▸ **SUPPLIED PASSAGE**
---+---

All the form elements for base, wall, and rim were included in the initial statistical analyses (see Table 2, variables C8 - C11, and Fig. 1, 2 and 3). These were studied first as univariates in bar graphs, to ascertain the prevalence of each type within the variable (Table 3) and to see which type of base, wall and rim was most common for each site. Then each variable was combined with the others in cross - table form for each site - base:wall, base:rim and wall:rim (See Fig. 13 for an example of a typical cross-table).

 

The bar graphs yielded the following: the base which is the most common for all the sites in this period, and accounts for more than 50% of the cups from every site, is type 2, the raised base. The wall which appears most often is the curving wall, code 3, although in some sites, other wall shapes take precedence. The straight rim is also the most common for all the sites, being furthermore in the majority for all but Kommos. This is also reflected in Table 3. 

A compilation of the results of the bar graphs and cross-tables allowed me to make composites of the most typical cups for each site, along with other important or distinguishing characteristics (see Fig. 7). This compilation must be considered as just that, a statistical reconstruction of 'reality', made by combining the most frequent base:wall combination with the most frequent wall:rim one and checking with the most frequent base:rim grouping to ensure that there were no inconsistencies. Where two or more combinations are identical or very close, both variations are given in the figure. If there is a clear 'biggest combination' followed by one which is lower but still greater than the rest, the second is also given as an alternative. As is seen here, the most common cup in the LB I period has a raised base, curving wall and a straight rim (given as 2-3-1 in the figure). The only exceptions to this are Akrotiri and Knossos, which both have raised bases, slightly curved walls and straight rims (2-4-1) as the most common shape.

 

Decoration:

As can be seen from Table 3, the percentages of decorated conical cups and the variety of their distribution varies greatly from site to site. Some sites like Mallia and Akrotiri are notable for their almost complete absence of decorated cups, while others like Zakros are equally remarkable for having one third of all conical cups decorated, most with painted decoration. Some of this may be due to differences in excavation ideology and storage possibilities, but in the end one must rely on the material one has at hand as the starting point.

---+---

(Source records)

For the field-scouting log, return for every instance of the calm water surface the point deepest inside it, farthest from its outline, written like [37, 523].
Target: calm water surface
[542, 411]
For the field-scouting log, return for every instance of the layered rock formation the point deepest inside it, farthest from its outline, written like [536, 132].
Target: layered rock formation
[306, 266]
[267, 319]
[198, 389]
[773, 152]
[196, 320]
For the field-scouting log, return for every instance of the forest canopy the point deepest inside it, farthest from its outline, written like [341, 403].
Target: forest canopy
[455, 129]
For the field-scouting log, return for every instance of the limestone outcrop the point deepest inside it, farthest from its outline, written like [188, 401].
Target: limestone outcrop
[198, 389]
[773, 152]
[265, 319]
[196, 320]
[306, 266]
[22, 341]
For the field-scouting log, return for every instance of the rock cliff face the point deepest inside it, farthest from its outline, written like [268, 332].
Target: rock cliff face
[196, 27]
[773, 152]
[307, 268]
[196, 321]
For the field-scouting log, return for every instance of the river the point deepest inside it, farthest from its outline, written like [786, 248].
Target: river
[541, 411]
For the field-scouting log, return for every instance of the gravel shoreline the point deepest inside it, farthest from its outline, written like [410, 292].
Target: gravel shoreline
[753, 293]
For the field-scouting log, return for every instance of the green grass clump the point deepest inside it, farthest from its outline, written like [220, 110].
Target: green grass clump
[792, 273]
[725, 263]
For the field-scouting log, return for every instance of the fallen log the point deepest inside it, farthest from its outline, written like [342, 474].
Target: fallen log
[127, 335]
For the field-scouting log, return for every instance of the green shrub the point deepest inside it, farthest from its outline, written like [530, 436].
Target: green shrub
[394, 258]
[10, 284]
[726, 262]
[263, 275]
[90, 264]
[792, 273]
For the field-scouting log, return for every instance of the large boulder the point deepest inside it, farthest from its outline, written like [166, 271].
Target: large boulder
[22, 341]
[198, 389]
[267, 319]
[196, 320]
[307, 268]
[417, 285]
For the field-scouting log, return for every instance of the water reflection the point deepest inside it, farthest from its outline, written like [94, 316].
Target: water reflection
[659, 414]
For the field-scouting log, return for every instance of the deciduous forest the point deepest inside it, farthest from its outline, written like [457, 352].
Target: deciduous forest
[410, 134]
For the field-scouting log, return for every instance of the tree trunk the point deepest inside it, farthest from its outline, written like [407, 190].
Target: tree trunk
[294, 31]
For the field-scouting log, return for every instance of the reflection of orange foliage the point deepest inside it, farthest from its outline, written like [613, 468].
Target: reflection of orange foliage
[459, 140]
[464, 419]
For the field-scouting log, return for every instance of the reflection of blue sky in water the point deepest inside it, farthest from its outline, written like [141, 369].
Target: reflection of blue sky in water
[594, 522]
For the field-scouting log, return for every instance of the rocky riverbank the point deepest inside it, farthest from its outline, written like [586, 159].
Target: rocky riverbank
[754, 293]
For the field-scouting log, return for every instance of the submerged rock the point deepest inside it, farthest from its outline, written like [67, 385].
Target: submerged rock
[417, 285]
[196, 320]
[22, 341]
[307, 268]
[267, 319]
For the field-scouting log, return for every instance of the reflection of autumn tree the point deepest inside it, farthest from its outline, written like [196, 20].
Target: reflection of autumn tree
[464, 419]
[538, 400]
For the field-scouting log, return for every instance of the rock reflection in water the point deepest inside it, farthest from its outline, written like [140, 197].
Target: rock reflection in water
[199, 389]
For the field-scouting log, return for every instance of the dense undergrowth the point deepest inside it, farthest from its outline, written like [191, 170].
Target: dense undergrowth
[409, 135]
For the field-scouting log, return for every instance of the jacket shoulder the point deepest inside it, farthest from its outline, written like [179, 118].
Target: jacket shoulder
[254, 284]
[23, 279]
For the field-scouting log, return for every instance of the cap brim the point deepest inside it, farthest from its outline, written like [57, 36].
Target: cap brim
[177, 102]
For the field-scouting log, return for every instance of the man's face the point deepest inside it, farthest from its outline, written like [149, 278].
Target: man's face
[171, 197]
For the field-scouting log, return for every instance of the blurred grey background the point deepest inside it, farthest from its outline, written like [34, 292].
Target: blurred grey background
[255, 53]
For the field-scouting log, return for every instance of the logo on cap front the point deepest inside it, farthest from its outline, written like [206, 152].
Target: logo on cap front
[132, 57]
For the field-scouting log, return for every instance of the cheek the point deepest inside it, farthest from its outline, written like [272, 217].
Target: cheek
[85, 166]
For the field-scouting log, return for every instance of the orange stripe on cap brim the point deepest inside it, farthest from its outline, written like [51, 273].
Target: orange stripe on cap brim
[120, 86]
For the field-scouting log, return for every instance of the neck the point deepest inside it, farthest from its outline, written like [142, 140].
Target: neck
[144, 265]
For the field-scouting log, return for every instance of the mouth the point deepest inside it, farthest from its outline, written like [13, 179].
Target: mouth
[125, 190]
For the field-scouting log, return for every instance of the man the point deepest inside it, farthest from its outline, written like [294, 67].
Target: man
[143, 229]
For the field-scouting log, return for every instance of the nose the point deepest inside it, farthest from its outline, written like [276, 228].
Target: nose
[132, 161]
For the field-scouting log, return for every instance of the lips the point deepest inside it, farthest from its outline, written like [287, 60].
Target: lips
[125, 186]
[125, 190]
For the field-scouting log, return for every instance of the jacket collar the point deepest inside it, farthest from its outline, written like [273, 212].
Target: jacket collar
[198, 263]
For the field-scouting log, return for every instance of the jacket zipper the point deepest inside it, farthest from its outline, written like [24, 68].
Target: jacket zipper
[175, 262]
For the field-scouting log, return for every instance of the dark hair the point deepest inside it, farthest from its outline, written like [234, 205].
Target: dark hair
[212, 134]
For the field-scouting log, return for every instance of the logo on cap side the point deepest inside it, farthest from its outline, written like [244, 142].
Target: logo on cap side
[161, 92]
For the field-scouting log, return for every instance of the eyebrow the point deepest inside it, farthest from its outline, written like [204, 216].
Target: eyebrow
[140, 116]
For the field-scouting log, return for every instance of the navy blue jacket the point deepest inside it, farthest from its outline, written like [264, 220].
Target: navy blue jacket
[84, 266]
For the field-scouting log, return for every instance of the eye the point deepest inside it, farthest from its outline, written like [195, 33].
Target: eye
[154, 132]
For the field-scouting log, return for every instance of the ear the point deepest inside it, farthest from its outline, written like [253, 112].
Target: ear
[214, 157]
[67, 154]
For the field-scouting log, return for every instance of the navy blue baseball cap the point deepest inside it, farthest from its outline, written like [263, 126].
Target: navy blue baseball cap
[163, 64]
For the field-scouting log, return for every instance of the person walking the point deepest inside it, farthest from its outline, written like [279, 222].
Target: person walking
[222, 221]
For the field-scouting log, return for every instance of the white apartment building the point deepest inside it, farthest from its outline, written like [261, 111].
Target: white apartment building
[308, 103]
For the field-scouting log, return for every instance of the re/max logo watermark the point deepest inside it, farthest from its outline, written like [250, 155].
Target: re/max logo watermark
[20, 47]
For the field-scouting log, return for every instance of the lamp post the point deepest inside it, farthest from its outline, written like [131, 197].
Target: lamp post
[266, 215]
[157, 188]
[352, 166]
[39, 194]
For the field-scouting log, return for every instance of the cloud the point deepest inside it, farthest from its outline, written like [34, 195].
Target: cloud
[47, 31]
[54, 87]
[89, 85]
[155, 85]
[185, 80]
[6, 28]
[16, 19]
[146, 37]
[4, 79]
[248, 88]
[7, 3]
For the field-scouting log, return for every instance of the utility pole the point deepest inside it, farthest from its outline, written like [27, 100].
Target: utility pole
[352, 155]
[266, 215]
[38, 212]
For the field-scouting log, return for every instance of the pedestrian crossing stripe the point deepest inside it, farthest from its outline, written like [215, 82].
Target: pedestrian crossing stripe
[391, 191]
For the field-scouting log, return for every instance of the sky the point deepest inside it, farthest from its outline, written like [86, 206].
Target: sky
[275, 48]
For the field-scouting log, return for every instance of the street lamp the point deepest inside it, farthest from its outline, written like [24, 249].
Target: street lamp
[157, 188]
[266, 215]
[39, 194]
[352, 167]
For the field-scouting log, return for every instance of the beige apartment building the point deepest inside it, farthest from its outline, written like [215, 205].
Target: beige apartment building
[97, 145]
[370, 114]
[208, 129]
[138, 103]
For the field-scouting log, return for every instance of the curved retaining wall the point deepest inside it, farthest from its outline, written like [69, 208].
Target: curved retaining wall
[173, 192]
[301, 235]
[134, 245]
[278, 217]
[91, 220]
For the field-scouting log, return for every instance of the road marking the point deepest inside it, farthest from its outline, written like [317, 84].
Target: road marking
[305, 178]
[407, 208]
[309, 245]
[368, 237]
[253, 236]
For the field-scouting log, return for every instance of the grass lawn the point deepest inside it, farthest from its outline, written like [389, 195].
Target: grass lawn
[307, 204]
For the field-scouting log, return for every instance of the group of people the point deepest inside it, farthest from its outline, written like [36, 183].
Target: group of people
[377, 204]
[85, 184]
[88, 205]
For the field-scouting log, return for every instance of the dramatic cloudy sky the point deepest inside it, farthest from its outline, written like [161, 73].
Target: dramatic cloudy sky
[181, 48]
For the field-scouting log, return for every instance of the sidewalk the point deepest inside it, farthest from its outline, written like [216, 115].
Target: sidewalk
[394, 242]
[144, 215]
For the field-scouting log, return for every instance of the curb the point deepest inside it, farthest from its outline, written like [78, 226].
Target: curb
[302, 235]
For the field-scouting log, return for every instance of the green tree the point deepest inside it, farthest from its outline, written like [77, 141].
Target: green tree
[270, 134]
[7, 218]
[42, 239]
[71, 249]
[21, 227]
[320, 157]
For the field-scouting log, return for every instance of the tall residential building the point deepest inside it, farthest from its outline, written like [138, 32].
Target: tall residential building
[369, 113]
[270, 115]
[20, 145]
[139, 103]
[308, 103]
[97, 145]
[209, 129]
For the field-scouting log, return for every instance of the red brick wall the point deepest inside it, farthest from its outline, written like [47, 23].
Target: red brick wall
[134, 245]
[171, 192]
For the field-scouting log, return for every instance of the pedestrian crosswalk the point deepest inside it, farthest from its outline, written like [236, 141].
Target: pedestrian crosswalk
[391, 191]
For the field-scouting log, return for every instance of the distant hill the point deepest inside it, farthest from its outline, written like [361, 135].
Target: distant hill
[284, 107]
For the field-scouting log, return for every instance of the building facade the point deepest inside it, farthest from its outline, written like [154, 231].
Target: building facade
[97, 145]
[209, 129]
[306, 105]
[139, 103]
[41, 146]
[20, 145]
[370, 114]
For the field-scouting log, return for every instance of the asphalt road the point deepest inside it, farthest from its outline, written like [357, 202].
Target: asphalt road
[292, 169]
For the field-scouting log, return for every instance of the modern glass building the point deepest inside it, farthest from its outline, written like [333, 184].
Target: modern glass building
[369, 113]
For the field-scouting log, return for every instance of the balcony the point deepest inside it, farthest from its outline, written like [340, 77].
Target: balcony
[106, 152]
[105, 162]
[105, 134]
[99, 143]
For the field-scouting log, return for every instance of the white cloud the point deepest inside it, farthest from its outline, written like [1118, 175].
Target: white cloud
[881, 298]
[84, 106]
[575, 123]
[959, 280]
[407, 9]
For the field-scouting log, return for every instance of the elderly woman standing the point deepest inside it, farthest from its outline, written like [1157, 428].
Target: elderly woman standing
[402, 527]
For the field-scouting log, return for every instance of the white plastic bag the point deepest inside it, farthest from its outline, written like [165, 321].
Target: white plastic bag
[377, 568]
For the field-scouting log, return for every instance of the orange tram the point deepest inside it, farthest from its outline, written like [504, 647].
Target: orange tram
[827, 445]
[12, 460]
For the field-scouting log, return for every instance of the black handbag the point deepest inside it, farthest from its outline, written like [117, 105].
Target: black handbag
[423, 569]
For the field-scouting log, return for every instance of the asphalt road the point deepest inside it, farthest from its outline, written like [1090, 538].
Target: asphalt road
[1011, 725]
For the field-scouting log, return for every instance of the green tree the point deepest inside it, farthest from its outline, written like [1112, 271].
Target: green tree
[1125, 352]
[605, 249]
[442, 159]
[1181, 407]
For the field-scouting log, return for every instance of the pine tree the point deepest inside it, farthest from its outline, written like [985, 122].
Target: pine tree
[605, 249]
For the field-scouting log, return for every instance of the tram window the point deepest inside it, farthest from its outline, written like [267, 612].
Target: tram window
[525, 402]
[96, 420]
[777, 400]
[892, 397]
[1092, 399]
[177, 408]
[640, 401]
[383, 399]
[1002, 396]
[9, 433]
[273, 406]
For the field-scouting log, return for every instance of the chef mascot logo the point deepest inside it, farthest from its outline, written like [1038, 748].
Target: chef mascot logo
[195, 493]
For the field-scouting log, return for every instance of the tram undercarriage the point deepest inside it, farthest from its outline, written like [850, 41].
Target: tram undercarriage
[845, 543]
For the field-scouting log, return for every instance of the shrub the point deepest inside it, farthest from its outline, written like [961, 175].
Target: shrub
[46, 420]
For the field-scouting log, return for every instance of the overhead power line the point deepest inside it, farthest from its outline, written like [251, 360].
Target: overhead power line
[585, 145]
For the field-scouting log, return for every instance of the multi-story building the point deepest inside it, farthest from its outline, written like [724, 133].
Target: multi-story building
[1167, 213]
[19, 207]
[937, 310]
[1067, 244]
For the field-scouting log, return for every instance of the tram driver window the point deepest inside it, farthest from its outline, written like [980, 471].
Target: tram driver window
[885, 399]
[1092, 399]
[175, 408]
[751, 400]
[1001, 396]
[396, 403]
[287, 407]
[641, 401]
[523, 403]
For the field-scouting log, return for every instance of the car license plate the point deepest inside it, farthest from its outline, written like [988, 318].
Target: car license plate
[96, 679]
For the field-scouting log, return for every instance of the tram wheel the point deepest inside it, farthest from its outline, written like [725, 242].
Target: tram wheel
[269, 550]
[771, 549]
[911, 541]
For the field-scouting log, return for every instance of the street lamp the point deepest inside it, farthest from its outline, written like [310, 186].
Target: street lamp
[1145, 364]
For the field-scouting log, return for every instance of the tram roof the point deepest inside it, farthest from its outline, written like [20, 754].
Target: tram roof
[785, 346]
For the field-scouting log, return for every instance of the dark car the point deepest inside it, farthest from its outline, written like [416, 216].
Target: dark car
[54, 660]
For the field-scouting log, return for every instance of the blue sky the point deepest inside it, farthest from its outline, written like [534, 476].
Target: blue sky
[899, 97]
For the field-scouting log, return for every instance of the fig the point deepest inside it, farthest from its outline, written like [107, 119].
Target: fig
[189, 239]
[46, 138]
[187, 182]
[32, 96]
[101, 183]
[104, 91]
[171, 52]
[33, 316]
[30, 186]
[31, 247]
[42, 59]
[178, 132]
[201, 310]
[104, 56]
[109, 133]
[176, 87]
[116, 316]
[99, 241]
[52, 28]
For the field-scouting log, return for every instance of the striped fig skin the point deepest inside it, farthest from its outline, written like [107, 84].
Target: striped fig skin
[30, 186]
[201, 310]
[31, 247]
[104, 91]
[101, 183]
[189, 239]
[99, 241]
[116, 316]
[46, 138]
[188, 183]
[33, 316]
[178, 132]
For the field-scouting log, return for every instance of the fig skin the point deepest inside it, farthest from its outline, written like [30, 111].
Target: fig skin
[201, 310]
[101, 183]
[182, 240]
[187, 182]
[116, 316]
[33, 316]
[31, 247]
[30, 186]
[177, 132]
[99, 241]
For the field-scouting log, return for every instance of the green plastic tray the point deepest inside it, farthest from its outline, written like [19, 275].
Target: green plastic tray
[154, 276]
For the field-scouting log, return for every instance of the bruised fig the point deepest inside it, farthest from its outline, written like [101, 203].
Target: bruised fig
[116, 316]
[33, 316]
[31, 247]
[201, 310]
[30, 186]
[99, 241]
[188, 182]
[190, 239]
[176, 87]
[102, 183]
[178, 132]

---+---

▸ **OBJECTIVES**
1. Translate this sentence from the passage on conical cups into Spanish: "The straight rim is also the most common for all the sites, being furthermore in the majority for all but Kommos."
2. Show every line of the records that contains the word "clump", treating uppercase and lowercase as different.

▸ **ANSWERS TO EACH TASK**
1. El borde recto es también el más común en todos los yacimientos y, además, es mayoritario en todos salvo en Kommos.

2.
For the field-scouting log, return for every instance of the green grass clump the point deepest inside it, farthest from its outline, written like [220, 110].
Target: green grass clump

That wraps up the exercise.